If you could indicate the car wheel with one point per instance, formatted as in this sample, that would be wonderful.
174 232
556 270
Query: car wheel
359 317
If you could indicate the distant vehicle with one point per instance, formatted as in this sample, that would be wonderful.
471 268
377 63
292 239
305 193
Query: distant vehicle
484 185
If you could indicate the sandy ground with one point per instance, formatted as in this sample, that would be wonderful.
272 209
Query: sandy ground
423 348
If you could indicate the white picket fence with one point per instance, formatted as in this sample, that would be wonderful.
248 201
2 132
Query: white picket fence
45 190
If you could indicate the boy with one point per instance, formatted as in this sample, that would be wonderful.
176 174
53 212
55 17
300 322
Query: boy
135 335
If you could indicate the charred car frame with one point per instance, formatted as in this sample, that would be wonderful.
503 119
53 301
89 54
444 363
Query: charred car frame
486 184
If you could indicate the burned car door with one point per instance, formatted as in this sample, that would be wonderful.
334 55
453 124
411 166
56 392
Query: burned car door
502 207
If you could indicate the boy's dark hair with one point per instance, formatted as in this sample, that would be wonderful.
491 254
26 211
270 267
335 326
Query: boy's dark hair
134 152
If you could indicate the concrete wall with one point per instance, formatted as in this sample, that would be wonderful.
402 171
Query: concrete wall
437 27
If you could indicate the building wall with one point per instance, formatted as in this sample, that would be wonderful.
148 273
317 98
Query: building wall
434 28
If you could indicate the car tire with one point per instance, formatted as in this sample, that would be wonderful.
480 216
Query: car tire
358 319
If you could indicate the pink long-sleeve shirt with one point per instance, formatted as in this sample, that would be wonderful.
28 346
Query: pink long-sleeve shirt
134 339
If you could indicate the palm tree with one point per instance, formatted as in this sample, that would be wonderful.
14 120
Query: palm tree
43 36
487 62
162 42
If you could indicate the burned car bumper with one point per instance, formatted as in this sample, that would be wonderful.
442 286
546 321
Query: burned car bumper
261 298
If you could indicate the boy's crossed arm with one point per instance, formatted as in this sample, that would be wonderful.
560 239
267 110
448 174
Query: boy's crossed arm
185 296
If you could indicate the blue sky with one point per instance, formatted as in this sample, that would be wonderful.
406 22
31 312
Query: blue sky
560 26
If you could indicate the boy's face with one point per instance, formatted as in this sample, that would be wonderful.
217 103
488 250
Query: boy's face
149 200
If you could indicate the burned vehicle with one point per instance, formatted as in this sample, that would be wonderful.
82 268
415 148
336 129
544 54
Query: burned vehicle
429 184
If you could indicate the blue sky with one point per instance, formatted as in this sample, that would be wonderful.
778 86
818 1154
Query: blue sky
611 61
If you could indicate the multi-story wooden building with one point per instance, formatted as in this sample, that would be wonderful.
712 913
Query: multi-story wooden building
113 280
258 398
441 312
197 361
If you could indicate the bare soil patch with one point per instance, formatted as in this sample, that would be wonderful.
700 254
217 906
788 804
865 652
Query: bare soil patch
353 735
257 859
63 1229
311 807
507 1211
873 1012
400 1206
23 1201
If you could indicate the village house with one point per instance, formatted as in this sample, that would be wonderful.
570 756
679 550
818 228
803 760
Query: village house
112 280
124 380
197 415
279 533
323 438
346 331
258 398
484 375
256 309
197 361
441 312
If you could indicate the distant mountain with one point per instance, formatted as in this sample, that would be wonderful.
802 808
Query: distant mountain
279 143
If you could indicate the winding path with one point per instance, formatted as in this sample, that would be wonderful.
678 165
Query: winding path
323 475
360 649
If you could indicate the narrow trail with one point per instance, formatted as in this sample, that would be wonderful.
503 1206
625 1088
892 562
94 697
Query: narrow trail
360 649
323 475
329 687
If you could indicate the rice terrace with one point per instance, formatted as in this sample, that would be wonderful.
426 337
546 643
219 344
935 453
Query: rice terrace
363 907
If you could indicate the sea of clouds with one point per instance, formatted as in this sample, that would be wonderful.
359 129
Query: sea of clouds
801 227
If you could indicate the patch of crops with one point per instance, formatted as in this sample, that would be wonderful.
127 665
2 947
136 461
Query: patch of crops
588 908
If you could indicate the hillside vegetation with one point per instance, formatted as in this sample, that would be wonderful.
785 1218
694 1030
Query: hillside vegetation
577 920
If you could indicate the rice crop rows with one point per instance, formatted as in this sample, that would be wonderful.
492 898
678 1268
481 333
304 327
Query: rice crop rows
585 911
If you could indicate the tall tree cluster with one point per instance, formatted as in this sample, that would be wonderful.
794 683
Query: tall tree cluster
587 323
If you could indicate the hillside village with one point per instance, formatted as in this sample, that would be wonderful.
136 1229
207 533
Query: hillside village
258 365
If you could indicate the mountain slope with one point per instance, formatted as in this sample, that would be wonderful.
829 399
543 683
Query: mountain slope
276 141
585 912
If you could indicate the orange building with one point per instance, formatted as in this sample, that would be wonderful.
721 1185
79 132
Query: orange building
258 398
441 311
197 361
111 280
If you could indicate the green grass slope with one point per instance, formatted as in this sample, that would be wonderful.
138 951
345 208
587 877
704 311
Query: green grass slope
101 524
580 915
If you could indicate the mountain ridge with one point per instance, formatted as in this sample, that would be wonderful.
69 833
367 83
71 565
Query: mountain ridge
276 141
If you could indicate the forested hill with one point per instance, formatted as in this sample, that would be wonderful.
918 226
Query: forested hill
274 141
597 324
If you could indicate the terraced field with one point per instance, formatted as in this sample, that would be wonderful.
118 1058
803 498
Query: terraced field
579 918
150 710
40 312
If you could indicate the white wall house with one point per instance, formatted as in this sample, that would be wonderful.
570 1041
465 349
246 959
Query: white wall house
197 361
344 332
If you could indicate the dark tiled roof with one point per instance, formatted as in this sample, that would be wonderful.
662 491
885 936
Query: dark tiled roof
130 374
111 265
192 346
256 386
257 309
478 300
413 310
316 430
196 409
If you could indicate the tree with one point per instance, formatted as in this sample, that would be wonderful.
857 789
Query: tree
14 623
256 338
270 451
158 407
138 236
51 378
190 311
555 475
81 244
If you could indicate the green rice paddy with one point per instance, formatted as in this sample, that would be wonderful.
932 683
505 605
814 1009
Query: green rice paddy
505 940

- **Aim of the task**: All entries must be repeated verbatim.

- **Answer for the task**:
If you could indicate the car wheel with one point per instance, formatted as in this sample, that would be wonderful.
174 232
556 270
Query: car wheel
359 317
If you could indicate the distant vehicle with one point per instance, formatted as in this sample, that would be wonderful.
471 268
377 63
292 239
305 193
Query: distant vehicle
484 185
If you could indicate the sandy ground with one point per instance, formatted as in this sample, that would be wonderful.
272 209
Query: sandy ground
423 348
If you could indicate the white picket fence with one point per instance, formatted as in this sample, that would be wonderful.
248 201
2 132
Query: white picket fence
45 190
If you could indicate the boy with one point per instance, formatted as in this sample, that would be wonderful.
176 174
53 212
55 17
300 322
Query: boy
135 335
If you could indicate the charred car frame with one point per instance, formatted as in this sample, that would be wonderful.
503 119
53 301
89 54
444 363
Query: charred car frame
486 184
If you could indicate the burned car door with one point per instance, formatted as in this sample, that would be wonderful.
334 55
453 124
411 166
56 392
Query: burned car door
502 207
If you could indicate the boy's dark hair with one point per instance, formatted as in this sample, that would be wonderful.
491 254
26 211
270 267
335 326
Query: boy's dark hair
134 152
If you could indicate the concrete wall with one point per instance, formatted as in this sample, that would be wonderful.
402 171
Query: concrete wall
437 27
If you could indicate the building wall with one point per instance, formatted as in this sample, that would be wonderful.
148 273
317 98
Query: building wall
434 28
If you could indicate the car tire with one point per instance, formatted as in this sample, that would be wonderful.
480 216
Query: car tire
358 319
If you could indicate the pink long-sleeve shirt with one point per instance, formatted as in this sample, that would be wonderful.
28 346
Query: pink long-sleeve shirt
134 339
If you could indicate the palm tree with one point per instance, formatted as in this sample, that would be wonderful.
14 120
Query: palm tree
43 36
487 62
162 42
If you could indicate the burned car bumper with one point per instance, formatted as in this sample, that would be wonderful.
442 286
546 321
Query: burned car bumper
261 298
If you could indicate the boy's crossed arm with one point per instance, formatted as in this sample, that would be wonderful.
560 239
267 110
448 174
Query: boy's crossed arm
185 296
If you could indicate the blue sky with one point per instance, formatted as in this sample, that would be wonderful.
406 22
31 312
Query: blue sky
560 26
If you could indicate the boy's face with one point per instance, formatted as in this sample, that would be wonderful.
217 103
488 250
Query: boy's face
149 200
If you could indicate the burned vehicle with one point per instance, formatted as in this sample, that would be wonderful.
82 268
415 148
336 129
544 54
Query: burned vehicle
429 184
If you could indicate the blue sky with one point per instance, formatted as in this sample, that would be wonderful.
778 86
818 1154
Query: blue sky
611 61
If you could indicate the multi-story wooden building with one point per instance, formatted as in this sample, that would be wonderful.
712 913
Query: multi-story wooden building
113 280
258 398
441 312
197 361
If you could indicate the bare soil patch with one point per instance, formatted as in this sample, that would be wonderful.
700 254
217 906
788 804
865 652
Query: bare soil patch
353 735
257 859
63 1229
311 807
507 1211
873 1012
400 1206
23 1201
If you could indicate the village house with one point per instance, formatted as in this sample, that would be wonderful.
570 756
679 550
818 228
803 760
Query: village house
112 280
124 380
197 415
279 533
323 438
346 331
258 398
484 375
256 309
197 361
441 312
If you could indicate the distant mountain with one point per instance, formatted as in this sample, that would be wonderful.
802 808
Query: distant mountain
279 143
If you could indicate the winding path with one point per instance, formatted as in this sample, that would be wonderful.
678 165
Query: winding path
323 475
360 649
If you could indicate the narrow trail with one point per instance, formatted as in this sample, that would be wonderful.
503 1206
625 1088
892 562
94 697
Query: narrow trail
360 649
323 475
329 687
If you could indicate the rice terrace with one point per instance, formatted as in this sample, that would be wonderful.
426 337
546 643
219 344
935 453
Query: rice terrace
363 907
If you could indicate the sea of clouds with one point per instance, formatted as in this sample, that would be wonderful.
359 129
Query: sea of clouds
801 227
If you could indicate the patch of crops with one point per instance, formatted as in this sample, that would be wonderful.
127 665
2 947
136 461
Query: patch of crops
588 908
If you could indicate the hillside vegetation with one point per instance, formatted as in this sample, that would be wonderful.
785 1218
694 1030
Query: hillside vegetation
577 920
If you could indicate the rice crop rows with one point per instance, formatted as in this sample, that would be wonderful.
492 898
678 1268
481 333
304 327
Query: rice crop rows
585 911
If you could indicate the tall tree cluster with one point per instance, formatted as in this sample, that would be wonderful.
794 683
Query: tall tree cluster
587 323
If you could indicate the hillside village with one point per instance, formatted as in this sample, that would be wonderful.
136 1229
207 533
Query: hillside village
258 365
If you could indicate the mountain slope with one point per instance, formatted as in this sample, that would be wonderful.
829 399
543 683
Query: mountain slope
276 141
585 912
If you could indicate the orange building with one point per instance, formatted as in this sample, that would be wonderful.
721 1185
79 132
Query: orange building
258 398
441 311
197 361
111 280
If you could indicate the green grass slope with one point per instance, formatted as in this sample, that would be wonderful.
138 951
345 208
587 877
704 311
Query: green grass slope
101 524
580 915
If you could indicate the mountain ridge with one point per instance, formatted as in this sample, that would be wonderful.
69 833
367 83
71 565
Query: mountain ridge
276 141
If you could indicate the forested hill with one point per instance, formatted as in this sample, that would be wonderful.
918 226
Query: forested hill
274 141
597 324
If you could indicate the terraced field with one point per instance, formatted as in this sample, that would be wonderful.
118 1058
803 498
Query: terraced field
579 918
150 710
40 312
If you could indicate the white wall house with one point per instance, formatted as in this sample, that would be wonderful.
570 1041
465 349
246 959
Query: white wall house
197 361
344 332
If you could indicate the dark tiled roof with one point per instance, formatted as in this sample, that would be wonderful.
662 491
885 936
Query: dark tiled roof
130 374
111 265
192 346
256 386
257 309
478 300
413 310
316 430
196 409
If you could indicate the tree with one point per instance, formatted as in this sample, that would be wonderful.
857 789
Query: tree
14 623
256 338
270 451
158 407
138 236
51 378
190 311
555 475
81 244
If you could indicate the green rice paddy with one point per instance, formatted as in this sample, that would be wonderful.
932 683
505 605
814 1009
Query: green rice paddy
505 940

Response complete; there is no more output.